■ GIVEN REQUEST ■
Update the material from its first line up to and including the line containing "124 95 L 134", changing "hanging green plant" to "potted fern" and leaving everything else as it stands. Reproduce only those lines.

-- START OF EXTRACTED DATA --

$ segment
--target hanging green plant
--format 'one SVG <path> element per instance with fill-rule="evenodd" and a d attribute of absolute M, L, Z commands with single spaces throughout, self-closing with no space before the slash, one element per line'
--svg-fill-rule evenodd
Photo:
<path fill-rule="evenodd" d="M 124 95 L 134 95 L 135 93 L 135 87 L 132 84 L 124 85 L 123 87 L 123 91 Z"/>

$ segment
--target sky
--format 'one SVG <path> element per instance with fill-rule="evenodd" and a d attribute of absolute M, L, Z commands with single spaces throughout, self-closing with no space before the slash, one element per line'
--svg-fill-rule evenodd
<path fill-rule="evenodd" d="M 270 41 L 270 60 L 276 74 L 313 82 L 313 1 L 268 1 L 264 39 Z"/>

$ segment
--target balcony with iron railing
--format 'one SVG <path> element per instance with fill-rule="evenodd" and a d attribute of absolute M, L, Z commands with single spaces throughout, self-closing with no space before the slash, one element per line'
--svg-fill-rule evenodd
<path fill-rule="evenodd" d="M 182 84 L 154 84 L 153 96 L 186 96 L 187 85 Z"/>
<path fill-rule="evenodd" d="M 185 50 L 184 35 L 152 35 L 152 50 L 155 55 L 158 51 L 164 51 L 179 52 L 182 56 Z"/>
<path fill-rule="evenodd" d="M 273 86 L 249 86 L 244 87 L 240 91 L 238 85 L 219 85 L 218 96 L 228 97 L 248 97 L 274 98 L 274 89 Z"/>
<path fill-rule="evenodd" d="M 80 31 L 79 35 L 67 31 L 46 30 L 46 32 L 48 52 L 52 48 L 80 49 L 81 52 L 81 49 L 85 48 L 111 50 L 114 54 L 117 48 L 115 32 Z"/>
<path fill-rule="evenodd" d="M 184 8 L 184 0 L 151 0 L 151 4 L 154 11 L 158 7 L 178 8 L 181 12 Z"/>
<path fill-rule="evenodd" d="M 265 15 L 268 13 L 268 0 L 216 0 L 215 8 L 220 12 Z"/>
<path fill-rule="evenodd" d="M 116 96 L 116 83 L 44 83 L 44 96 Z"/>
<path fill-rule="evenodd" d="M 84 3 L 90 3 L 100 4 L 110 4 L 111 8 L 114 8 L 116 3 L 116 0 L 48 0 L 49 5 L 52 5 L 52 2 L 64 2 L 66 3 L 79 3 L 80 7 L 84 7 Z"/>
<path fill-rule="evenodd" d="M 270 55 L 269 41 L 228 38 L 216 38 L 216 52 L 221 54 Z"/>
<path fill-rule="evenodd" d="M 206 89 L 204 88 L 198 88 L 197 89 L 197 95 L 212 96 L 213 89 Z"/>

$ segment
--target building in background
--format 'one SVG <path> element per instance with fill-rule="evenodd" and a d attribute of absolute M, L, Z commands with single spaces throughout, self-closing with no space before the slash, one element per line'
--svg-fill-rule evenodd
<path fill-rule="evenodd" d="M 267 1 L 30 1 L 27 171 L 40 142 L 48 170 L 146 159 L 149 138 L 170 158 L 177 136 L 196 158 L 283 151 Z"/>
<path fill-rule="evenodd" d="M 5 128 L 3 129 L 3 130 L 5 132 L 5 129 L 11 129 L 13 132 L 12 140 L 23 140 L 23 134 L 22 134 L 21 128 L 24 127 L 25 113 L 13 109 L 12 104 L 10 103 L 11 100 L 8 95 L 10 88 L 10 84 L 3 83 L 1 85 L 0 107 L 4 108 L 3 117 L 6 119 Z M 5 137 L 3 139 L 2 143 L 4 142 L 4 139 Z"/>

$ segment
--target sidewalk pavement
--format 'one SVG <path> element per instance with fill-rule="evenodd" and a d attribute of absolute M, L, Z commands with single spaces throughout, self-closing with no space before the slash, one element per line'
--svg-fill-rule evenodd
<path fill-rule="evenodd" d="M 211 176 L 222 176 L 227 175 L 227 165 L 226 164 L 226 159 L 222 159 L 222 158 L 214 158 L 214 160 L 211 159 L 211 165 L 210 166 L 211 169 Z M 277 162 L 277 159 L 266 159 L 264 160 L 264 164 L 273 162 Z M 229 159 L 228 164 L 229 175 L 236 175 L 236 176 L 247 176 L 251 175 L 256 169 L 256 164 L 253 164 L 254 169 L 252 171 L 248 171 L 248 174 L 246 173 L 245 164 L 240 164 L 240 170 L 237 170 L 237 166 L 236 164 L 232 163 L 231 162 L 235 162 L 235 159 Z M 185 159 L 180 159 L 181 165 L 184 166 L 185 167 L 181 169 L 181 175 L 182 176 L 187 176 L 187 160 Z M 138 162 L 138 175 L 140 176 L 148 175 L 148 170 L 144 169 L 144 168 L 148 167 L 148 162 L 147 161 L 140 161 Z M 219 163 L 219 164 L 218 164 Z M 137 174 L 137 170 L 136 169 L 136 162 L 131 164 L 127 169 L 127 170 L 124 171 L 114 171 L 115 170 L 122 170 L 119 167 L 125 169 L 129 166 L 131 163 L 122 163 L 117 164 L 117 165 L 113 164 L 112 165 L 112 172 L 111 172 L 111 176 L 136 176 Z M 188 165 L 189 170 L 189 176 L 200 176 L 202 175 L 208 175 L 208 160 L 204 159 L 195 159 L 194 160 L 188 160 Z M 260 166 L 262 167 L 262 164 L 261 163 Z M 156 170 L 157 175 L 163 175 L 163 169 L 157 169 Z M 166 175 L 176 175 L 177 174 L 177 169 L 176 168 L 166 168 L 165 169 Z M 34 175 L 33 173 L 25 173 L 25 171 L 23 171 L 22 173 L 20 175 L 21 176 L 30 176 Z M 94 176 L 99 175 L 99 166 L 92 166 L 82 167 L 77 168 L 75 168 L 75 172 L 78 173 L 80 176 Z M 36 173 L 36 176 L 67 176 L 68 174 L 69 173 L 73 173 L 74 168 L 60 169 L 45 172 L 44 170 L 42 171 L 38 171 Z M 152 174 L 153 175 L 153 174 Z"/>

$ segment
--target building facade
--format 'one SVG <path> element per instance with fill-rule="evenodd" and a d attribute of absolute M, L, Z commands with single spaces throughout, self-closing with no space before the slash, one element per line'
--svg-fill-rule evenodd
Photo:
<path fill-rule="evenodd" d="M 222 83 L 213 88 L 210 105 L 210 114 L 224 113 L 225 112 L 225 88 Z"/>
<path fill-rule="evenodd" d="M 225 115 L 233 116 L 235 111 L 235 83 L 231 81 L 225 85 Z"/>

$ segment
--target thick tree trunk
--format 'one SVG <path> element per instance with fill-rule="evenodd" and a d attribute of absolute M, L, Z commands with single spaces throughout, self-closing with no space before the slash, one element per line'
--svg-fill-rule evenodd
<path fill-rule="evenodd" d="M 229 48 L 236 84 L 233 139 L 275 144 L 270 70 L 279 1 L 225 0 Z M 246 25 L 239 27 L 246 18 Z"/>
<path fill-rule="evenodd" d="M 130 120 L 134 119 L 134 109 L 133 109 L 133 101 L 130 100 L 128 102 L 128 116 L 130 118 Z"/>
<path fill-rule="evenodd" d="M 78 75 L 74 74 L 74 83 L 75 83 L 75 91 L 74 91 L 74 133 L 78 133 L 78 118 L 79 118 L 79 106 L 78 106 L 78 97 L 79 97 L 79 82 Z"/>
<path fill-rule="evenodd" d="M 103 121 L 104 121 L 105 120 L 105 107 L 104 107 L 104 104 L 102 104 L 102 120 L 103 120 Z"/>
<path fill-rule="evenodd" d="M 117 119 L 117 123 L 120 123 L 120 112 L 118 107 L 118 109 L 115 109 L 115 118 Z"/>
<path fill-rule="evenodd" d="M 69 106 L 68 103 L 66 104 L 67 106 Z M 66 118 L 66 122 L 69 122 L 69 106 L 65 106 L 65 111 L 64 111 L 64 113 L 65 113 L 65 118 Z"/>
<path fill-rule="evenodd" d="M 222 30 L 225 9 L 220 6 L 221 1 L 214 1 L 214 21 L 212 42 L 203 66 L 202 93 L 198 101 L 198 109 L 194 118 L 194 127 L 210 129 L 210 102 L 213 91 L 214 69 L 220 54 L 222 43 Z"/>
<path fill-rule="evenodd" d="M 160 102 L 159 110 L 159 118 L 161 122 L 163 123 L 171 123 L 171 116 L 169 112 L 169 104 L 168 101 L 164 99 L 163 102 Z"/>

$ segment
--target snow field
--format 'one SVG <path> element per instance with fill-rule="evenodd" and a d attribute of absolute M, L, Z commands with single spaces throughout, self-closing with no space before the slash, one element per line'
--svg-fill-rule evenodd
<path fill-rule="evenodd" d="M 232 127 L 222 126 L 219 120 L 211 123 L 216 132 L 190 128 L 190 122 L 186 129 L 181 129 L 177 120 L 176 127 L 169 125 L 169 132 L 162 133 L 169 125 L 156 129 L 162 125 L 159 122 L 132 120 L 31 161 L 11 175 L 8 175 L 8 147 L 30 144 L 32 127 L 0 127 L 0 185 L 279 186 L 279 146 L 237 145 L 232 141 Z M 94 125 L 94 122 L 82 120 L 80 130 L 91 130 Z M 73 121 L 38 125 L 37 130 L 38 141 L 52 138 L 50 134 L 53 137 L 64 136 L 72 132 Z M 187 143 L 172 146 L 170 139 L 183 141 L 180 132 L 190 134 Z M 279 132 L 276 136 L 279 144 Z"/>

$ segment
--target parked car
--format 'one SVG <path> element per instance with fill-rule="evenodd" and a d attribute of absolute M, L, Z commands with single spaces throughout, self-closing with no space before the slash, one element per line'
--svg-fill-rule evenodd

-- END OF EXTRACTED DATA --

■ SOLUTION FOR THIS PROBLEM ■
$ segment
--target potted fern
--format 'one SVG <path> element per instance with fill-rule="evenodd" and a d attribute of absolute M, L, Z commands with single spaces throughout, self-closing with no space before the slash, one element per line'
--svg-fill-rule evenodd
Photo:
<path fill-rule="evenodd" d="M 124 95 L 134 95 L 135 93 L 135 87 L 132 84 L 124 85 L 123 87 L 123 91 Z"/>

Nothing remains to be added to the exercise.